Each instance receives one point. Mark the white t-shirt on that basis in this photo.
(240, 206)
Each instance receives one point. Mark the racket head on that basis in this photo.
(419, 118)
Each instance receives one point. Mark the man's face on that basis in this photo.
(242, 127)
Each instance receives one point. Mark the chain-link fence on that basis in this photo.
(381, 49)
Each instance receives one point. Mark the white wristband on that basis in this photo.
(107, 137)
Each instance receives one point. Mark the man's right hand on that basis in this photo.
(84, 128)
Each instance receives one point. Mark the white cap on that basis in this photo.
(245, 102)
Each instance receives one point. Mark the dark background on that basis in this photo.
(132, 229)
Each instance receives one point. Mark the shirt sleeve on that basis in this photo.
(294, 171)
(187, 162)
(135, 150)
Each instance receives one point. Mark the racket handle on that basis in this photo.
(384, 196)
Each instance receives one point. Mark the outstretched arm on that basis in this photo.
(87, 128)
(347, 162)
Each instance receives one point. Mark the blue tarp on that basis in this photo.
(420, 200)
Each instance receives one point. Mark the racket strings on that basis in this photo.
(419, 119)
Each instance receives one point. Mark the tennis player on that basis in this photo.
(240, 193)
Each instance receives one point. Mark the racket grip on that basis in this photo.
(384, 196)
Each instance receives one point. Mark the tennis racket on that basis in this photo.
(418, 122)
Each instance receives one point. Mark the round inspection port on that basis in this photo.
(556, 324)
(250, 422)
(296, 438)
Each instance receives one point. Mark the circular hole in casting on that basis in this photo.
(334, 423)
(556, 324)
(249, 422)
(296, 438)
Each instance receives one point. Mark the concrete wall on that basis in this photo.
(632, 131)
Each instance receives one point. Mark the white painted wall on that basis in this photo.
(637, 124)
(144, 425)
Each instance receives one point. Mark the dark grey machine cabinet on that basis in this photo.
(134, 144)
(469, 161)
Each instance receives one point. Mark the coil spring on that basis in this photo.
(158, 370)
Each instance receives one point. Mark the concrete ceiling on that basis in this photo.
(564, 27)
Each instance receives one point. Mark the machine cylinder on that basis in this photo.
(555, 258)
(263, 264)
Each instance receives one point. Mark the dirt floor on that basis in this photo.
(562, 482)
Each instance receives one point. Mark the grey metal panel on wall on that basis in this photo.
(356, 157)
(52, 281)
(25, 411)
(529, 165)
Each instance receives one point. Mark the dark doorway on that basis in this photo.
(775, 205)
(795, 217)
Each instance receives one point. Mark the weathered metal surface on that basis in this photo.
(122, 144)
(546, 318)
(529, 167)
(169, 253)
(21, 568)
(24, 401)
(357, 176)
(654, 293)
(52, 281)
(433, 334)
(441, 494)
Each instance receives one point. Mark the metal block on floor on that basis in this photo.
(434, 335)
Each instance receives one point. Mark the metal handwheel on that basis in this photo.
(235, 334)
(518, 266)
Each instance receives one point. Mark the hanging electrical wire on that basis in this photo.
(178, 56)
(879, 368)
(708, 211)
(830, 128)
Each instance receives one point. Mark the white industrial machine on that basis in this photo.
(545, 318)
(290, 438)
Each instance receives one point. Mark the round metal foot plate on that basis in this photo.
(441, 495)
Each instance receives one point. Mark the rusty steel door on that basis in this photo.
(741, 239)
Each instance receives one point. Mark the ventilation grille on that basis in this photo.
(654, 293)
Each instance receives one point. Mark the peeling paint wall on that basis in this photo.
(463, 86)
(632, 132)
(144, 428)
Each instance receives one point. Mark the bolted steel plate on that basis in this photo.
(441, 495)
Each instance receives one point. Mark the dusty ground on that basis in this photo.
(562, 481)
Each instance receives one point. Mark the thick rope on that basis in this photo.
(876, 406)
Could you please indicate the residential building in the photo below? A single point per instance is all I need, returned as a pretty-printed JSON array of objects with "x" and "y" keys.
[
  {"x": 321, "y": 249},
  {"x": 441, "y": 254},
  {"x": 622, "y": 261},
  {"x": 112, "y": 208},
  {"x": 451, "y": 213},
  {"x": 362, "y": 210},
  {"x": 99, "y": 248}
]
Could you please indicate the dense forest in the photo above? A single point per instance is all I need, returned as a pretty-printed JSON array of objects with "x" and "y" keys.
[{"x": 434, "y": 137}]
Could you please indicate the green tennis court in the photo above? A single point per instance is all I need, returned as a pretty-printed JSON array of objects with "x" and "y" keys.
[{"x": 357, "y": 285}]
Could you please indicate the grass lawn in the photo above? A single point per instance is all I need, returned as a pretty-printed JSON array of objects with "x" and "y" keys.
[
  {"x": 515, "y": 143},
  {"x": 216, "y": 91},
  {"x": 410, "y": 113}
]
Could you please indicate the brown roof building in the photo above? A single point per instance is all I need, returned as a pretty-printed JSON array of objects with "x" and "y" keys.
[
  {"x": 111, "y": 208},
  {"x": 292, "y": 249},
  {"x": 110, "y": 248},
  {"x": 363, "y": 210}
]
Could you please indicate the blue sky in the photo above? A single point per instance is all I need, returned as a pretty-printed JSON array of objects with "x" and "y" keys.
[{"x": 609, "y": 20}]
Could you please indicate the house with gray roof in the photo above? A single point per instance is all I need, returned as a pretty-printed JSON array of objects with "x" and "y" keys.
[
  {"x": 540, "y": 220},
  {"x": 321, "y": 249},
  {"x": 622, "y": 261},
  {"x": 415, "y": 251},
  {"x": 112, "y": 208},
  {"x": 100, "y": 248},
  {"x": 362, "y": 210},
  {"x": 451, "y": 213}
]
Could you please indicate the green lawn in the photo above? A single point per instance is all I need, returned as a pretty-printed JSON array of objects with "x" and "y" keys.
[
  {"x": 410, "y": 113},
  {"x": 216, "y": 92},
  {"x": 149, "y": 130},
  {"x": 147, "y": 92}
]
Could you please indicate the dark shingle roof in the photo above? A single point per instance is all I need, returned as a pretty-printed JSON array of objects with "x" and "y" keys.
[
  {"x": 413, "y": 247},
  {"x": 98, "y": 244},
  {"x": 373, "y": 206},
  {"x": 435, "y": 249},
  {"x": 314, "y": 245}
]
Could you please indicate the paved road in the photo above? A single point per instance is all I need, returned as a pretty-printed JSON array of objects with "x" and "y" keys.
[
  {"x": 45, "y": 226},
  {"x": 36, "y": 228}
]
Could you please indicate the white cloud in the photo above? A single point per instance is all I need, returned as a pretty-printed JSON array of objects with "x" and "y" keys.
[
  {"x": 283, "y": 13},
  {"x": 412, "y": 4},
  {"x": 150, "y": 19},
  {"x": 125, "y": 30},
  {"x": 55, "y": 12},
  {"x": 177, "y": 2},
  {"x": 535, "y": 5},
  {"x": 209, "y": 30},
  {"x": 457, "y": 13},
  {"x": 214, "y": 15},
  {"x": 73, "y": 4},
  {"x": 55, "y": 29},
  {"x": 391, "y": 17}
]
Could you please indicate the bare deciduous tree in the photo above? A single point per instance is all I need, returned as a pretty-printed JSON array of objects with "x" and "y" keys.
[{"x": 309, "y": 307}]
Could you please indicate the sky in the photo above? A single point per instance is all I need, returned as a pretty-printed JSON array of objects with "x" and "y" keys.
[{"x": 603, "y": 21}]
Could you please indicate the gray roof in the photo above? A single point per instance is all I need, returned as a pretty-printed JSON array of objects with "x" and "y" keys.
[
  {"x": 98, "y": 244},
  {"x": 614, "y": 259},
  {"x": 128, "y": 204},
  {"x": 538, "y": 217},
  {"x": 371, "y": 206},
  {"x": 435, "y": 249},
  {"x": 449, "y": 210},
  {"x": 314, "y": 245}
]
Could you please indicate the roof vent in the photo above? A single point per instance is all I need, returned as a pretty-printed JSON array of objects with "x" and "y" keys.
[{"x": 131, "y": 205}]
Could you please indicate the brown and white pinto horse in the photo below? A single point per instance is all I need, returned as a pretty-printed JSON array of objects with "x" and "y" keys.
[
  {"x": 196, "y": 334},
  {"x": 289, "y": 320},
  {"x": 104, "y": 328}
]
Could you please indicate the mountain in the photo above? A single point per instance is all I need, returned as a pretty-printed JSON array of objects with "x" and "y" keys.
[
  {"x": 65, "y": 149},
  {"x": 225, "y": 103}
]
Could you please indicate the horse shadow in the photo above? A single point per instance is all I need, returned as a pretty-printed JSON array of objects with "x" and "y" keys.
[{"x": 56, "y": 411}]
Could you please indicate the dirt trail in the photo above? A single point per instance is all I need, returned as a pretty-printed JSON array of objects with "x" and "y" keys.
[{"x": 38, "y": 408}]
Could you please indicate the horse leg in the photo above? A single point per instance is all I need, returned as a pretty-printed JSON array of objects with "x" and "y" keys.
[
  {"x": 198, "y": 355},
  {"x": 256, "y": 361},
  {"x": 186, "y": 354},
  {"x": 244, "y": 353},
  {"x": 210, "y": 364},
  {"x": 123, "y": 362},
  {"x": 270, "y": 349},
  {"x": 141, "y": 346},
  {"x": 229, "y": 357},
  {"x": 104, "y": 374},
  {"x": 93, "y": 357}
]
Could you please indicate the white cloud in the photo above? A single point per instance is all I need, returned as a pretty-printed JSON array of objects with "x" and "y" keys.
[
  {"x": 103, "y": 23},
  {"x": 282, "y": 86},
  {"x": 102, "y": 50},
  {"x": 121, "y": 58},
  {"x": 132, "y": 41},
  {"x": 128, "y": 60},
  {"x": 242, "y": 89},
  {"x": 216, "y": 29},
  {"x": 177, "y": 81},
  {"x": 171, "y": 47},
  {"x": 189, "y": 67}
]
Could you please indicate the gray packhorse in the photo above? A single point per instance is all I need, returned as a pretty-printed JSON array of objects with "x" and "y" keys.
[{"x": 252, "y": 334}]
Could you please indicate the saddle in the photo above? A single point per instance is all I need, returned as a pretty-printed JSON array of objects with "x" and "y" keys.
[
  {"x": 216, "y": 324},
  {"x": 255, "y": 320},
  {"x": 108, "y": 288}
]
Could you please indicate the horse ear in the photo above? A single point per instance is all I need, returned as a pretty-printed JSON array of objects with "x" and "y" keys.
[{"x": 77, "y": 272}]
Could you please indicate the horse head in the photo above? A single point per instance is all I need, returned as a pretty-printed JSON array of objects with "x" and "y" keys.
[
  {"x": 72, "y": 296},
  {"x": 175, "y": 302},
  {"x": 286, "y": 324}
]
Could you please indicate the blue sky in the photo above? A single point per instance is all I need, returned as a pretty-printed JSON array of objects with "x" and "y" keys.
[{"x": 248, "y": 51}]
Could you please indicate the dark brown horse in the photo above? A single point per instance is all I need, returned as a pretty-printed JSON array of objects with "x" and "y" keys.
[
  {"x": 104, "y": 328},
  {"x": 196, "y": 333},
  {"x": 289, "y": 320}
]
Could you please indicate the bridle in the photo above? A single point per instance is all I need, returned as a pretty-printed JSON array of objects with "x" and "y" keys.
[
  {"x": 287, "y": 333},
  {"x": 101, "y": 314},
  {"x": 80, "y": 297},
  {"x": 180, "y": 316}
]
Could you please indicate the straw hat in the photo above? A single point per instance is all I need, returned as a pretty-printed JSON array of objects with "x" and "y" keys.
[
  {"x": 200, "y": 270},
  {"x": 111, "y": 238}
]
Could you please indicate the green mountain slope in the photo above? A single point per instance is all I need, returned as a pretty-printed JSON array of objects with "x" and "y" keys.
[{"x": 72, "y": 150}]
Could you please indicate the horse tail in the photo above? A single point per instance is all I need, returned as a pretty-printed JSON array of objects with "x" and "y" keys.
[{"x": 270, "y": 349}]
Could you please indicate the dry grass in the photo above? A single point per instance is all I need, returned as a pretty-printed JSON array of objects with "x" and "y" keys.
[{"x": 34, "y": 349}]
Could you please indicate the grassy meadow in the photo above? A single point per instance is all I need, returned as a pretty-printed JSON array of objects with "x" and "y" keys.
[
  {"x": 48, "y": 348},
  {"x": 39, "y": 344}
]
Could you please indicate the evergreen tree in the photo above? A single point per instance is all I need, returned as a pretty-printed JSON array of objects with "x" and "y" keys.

■ What needs to be done
From the line containing "Could you please indicate the bridle" down to the last line, reproduce the records exactly. Include both ends.

■ The response
Could you please indicate the bridle in the photo above? A single point per instance is all I need, returned as a pretty-printed JSON array of objects with "x" and "y" keys.
[
  {"x": 287, "y": 333},
  {"x": 101, "y": 314},
  {"x": 80, "y": 297},
  {"x": 180, "y": 316}
]
Could you please indicate the straw hat in the photo above? A single point per instance is all I need, returned as a pretty-printed JSON array of objects with "x" and "y" keys.
[
  {"x": 200, "y": 270},
  {"x": 111, "y": 238}
]
Could you please indicate the green mountain slope in the photo above? A single point per instance is all I need, returned as a pretty-printed JSON array of objects with "x" and "y" keys.
[{"x": 72, "y": 150}]
Could you please indicate the horse tail in the photo above? A single point per instance is all I need, returned as a pretty-printed JSON array of objects with "x" and "y" keys.
[{"x": 270, "y": 349}]
Could you please indicate the dry grass in the photo above? A single point per instance is all I need, returned as a pretty-printed JSON array of objects with "x" and "y" keys.
[{"x": 34, "y": 349}]
Could you please indicate the grassy meadow in the photo above? A single point per instance is all I need, returned as a pretty-printed JSON array of objects with "x" and "y" keys.
[
  {"x": 48, "y": 348},
  {"x": 39, "y": 344}
]
Could you please indicate the evergreen tree in the photo above? A single point per instance is all I need, returned as a pretty-printed JSON array of objects with "x" and "y" keys.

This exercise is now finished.